| Excerpt provided |
# Surf Fishing Rods



## Brett (Apr 18, 2011)

Where is the best place to purchase rods for surf fishing? I will be mounting spinning reels on them. I haven't been anywhere that had much of a inventory.Any advice on size and lenght. Thank You in advance.


----------



## TheRoguePirate (Nov 3, 2011)

gulf breeze bait and tackle (next to taped off waffle house) has a bunch, depends on your budget, if your thrifty, any wallmart rod will do. Im a big fan of ugly sticks myself. best deal for the money.

TRP


----------



## PAWGhunter (Feb 3, 2010)

Other than my custom rods, I get most of my local rods at Bass Pro. My main surf rod is a 11' heavy(fast action) Catmaxx rod. It is a beast that can handles all types of fish. Most people use 12' + rods for surf fishing, but I prefer shorter rods.


----------



## PAWGhunter (Feb 3, 2010)

TheRoguePirate said:


> Im a big fan of ugly sticks myself. best deal for the money.
> 
> TRP


:thumbup:


----------



## Paolo (Jul 15, 2011)

Hey, i just bought a surf rod and reel combo off of tackledirect.com. It's a 10' spinnfisher with a nice big sargus reel on it and it's still on sale for 99$. Was pretty great until the truck lid fell and smashed it. Still gonna use the reel though and will probably buy a new one this summer.


----------



## Pompano Joe (Jan 28, 2009)

GBBT usually has the Star Rod Ariel series. Good bang for the buck (about the same price as the Ugly stick, but lighter). The 11 footers have been a good fit for my spinning reels. Same rods come under the Sea Striker name. I striped and re-wrapped at 10' Sea Striker with a plate seat and shrinkwrap grip to lighten it up. Now my "go to" rod for convention reels.

I've fished with the Penn Spinfishers before. It would be hard to beat the combo Paolo mentioned above for the price (watch out for shipping cost). Ande' makes a light surf rod that has worked well for a couple of friends. I used to see them at Walmart, but more likely at Dick's. The Walmart in Destin had a great selection of rods last time I was there. The local Walmarts have downsized fishing and have a poor selection of surf rods, IMHO.


----------



## Paolo (Jul 15, 2011)

Shipping is free on orders 200$ or more. Under that, not sure what shipping would be.


----------



## osborne311 (Aug 1, 2011)

academy has some economy long rods in the 50 - 60 range.


----------



## Howitzer (Nov 4, 2011)

If your getting one for a spinning reel i recommend a 12ft Penn Power stick you can order online almost anywhere, bass pro shop carries them or Dizzy Lizzy will order it for you . Daiwa M-cast 15ft is best for a cassting rod. The Power stick runs 90 to 120$ but is well worth it.


----------

| Listed records |
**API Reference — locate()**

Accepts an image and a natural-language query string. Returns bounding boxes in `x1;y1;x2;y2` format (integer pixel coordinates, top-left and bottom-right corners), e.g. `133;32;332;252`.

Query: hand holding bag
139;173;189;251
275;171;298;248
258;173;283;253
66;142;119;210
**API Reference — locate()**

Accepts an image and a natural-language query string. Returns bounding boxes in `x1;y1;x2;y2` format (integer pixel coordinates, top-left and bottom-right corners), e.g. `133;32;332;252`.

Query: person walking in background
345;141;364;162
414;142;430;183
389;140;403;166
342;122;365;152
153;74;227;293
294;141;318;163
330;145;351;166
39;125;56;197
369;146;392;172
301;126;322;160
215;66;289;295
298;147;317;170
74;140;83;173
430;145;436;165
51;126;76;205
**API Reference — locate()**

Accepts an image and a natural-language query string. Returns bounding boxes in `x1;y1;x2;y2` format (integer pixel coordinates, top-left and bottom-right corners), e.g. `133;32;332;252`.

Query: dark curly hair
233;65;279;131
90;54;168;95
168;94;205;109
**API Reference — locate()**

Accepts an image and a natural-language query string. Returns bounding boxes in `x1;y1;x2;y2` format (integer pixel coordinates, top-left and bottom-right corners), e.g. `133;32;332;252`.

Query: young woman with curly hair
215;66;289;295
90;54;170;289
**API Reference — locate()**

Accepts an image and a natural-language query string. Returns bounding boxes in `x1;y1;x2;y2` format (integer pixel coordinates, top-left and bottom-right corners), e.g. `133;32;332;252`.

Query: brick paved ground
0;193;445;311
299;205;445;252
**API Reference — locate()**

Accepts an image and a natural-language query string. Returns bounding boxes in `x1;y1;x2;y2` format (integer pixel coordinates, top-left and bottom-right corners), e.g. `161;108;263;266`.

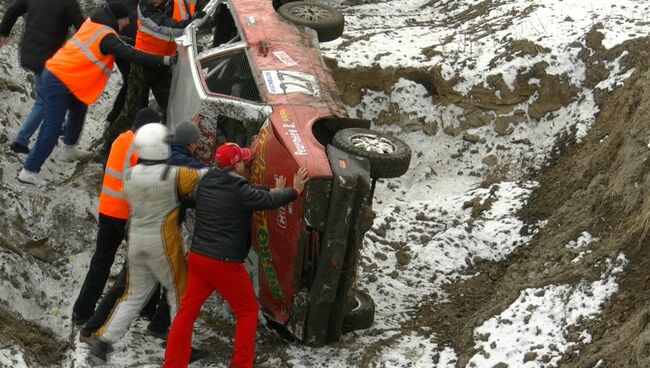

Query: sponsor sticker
262;70;321;98
273;51;298;66
280;109;307;156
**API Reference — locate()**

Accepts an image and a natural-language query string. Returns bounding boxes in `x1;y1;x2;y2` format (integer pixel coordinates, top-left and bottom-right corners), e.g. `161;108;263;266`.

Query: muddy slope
420;30;650;367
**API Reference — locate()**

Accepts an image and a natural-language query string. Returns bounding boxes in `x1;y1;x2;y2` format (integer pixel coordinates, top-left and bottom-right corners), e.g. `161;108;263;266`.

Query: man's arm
238;182;298;211
65;0;85;31
238;167;308;211
138;2;192;38
0;0;27;42
99;34;170;65
176;166;208;197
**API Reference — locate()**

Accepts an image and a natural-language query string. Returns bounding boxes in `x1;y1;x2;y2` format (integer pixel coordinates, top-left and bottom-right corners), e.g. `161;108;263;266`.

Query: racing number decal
251;129;284;302
262;70;321;98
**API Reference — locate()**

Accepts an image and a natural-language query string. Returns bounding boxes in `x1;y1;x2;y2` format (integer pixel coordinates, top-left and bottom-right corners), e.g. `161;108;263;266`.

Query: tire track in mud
0;305;70;367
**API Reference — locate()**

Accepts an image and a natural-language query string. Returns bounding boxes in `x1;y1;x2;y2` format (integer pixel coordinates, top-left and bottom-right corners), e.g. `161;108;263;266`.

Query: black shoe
72;312;90;326
87;336;113;362
93;144;108;165
190;348;208;363
9;142;29;154
147;324;169;340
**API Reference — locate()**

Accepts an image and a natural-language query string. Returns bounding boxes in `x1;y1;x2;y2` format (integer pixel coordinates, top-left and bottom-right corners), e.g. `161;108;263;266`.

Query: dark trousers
103;64;172;149
72;213;126;319
24;69;88;173
80;262;170;336
106;59;131;124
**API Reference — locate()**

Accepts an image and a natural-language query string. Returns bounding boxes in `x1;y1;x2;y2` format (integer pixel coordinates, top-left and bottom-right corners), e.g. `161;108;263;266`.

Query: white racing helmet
133;123;171;161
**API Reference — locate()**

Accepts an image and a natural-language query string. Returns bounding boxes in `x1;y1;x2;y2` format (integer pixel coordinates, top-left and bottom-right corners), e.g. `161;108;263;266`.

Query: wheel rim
291;5;332;22
350;134;397;154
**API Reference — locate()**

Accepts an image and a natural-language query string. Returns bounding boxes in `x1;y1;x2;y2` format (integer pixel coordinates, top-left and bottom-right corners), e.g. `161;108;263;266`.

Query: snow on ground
468;254;627;368
0;0;650;367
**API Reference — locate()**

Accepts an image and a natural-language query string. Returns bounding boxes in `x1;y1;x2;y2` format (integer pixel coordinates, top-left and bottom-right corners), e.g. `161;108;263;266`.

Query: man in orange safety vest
18;0;175;185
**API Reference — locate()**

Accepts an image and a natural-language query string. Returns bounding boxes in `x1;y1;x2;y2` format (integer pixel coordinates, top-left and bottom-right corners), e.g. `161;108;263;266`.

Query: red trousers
162;251;259;368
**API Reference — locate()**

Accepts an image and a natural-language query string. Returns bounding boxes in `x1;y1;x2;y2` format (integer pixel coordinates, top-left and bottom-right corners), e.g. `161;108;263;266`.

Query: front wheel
332;128;411;179
341;290;375;333
278;1;345;42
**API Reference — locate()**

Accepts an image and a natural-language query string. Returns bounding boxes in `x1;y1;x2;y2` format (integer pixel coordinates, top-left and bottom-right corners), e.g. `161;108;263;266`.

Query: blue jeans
25;69;88;172
14;71;45;146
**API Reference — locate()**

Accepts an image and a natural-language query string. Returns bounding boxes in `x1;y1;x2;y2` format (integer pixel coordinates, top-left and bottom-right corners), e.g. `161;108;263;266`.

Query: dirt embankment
330;26;650;367
432;31;650;367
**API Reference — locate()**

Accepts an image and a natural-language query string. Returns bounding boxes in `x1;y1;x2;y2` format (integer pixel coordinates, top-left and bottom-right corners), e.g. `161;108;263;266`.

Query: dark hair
104;0;131;20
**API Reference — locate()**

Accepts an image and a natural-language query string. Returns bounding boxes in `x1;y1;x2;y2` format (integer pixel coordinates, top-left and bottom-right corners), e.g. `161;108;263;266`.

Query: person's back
0;0;84;72
124;163;180;236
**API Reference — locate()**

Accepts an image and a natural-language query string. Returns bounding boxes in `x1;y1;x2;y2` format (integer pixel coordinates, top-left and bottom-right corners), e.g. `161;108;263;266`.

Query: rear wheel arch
274;0;345;42
332;128;411;179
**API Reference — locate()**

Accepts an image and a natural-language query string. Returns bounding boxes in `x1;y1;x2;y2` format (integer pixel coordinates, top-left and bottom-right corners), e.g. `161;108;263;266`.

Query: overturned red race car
168;0;411;345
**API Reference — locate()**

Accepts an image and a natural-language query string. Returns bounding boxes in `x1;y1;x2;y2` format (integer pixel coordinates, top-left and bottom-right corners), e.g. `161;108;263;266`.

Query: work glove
192;10;205;20
163;52;178;66
117;35;135;46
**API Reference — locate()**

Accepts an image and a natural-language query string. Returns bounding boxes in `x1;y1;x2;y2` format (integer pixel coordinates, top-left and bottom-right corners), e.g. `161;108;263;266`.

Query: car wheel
341;290;375;333
332;128;411;179
278;1;345;42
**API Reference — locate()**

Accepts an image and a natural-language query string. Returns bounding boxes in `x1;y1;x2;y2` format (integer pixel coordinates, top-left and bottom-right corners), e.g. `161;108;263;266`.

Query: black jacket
90;8;163;65
190;168;296;262
0;0;84;73
169;142;208;169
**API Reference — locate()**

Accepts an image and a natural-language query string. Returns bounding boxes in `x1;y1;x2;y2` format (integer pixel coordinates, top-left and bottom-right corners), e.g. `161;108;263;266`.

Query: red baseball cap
214;142;253;167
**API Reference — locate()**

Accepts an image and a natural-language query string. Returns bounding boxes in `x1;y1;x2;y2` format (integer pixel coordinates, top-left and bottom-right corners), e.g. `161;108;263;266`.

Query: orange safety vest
45;18;117;105
99;130;138;220
135;0;196;55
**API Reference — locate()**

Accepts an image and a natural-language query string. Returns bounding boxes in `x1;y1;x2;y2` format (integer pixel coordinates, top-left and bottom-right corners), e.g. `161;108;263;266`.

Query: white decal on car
280;109;307;156
277;206;287;229
262;70;321;98
273;51;298;66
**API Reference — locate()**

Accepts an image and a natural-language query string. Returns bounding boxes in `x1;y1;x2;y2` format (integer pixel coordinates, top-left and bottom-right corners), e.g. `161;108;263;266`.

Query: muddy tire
341;290;375;333
278;1;345;42
332;128;411;179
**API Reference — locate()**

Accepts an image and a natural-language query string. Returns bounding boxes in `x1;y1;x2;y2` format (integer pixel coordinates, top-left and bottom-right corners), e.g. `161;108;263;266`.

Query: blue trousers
14;71;45;146
25;69;88;172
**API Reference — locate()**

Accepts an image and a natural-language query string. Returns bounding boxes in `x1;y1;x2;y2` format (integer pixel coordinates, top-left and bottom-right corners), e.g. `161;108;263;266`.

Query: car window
212;4;241;47
200;49;262;102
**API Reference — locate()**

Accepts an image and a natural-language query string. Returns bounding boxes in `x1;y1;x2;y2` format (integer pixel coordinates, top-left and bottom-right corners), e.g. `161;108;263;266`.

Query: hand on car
293;167;309;195
163;52;178;66
192;10;205;19
273;175;287;189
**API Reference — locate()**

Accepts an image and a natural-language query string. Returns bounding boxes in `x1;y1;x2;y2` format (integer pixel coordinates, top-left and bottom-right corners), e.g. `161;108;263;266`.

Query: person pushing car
163;143;308;368
18;0;174;185
95;0;205;162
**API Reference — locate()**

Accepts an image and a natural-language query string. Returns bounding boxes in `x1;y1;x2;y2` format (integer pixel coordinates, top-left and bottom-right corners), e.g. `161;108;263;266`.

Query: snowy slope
0;0;650;367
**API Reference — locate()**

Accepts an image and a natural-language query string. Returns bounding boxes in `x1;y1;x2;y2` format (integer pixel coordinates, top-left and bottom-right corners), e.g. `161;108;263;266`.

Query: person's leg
14;71;45;146
146;65;172;116
72;213;126;320
79;262;127;336
210;261;259;368
140;284;161;319
147;288;171;336
162;252;212;367
24;69;70;173
103;64;149;150
95;244;156;344
63;94;88;146
106;59;131;124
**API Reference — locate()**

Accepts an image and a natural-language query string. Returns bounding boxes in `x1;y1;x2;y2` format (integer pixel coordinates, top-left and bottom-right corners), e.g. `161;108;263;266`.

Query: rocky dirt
0;1;650;367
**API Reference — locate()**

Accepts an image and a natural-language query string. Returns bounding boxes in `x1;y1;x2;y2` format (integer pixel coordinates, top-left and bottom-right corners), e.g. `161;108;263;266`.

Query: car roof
229;0;347;117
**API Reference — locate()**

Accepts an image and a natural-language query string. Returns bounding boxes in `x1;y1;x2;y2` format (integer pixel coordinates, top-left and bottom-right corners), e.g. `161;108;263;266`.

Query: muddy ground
0;1;650;367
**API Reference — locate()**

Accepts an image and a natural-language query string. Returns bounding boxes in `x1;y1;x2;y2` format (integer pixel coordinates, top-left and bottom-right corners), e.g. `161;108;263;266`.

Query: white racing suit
95;163;205;344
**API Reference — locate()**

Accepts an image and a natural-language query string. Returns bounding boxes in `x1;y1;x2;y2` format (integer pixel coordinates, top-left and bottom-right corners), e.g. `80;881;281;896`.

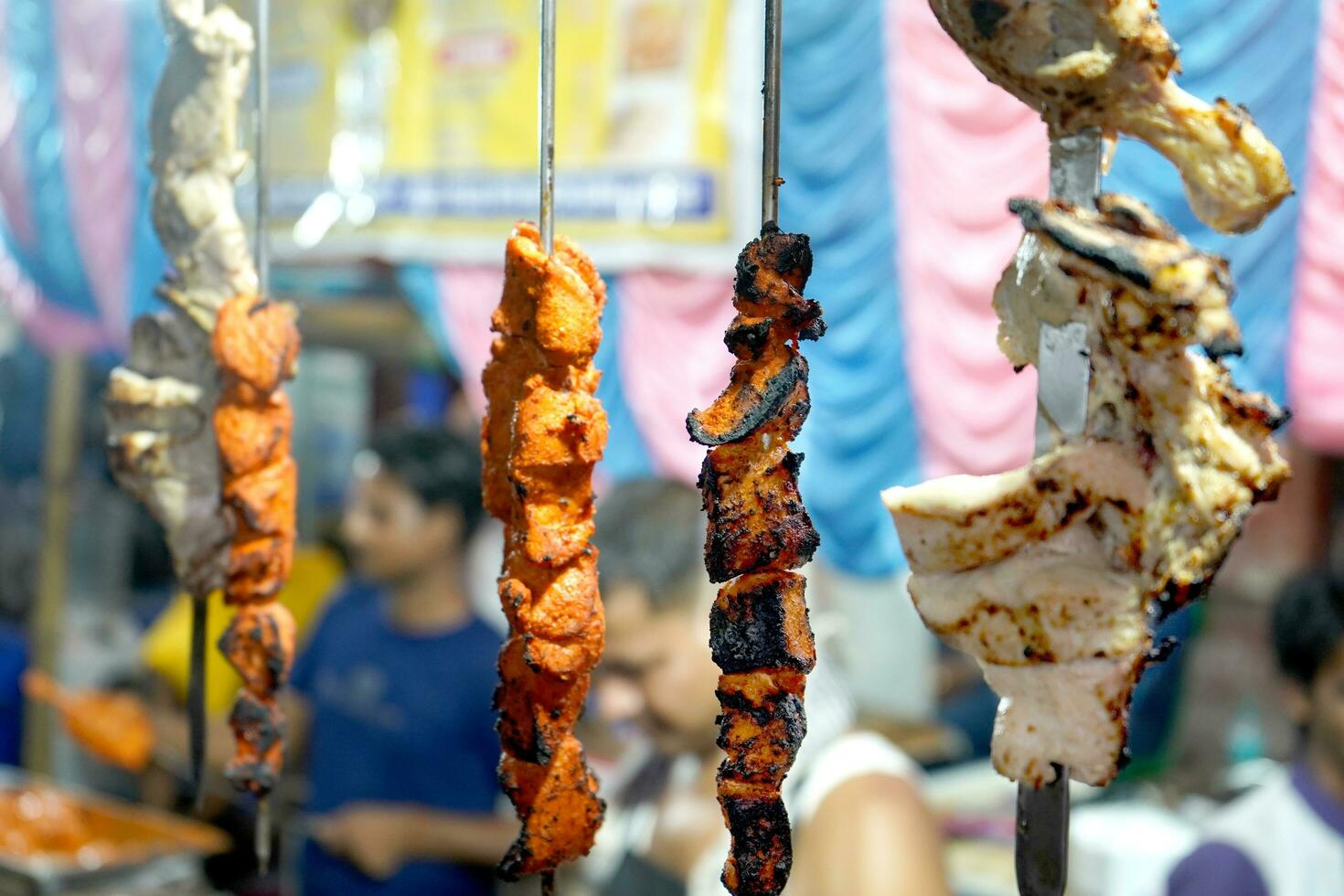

| Complete the following |
1/ Please list every distinct username that heads a post in the surf fishing thread, in the order each first appears.
2/ In the rows, swap "hand holding bag" for "hand holding umbrella" from the first row through the line containing "66;142;119;210", and leave everything else unchanged. Return only those lines.

| Results by task |
1/
Brett
TheRoguePirate
PAWGhunter
Paolo
Pompano Joe
osborne311
Howitzer

2/
**API Reference — locate()**

Accepts an image and a natural-language query string. Returns bounding boxes in `x1;y1;x2;y2` format (integer pixel coordinates, top-left and bottom-right corners), e.g. `133;32;332;252`.

Query: hand holding umbrella
139;173;189;251
275;171;298;248
258;173;283;253
66;142;119;210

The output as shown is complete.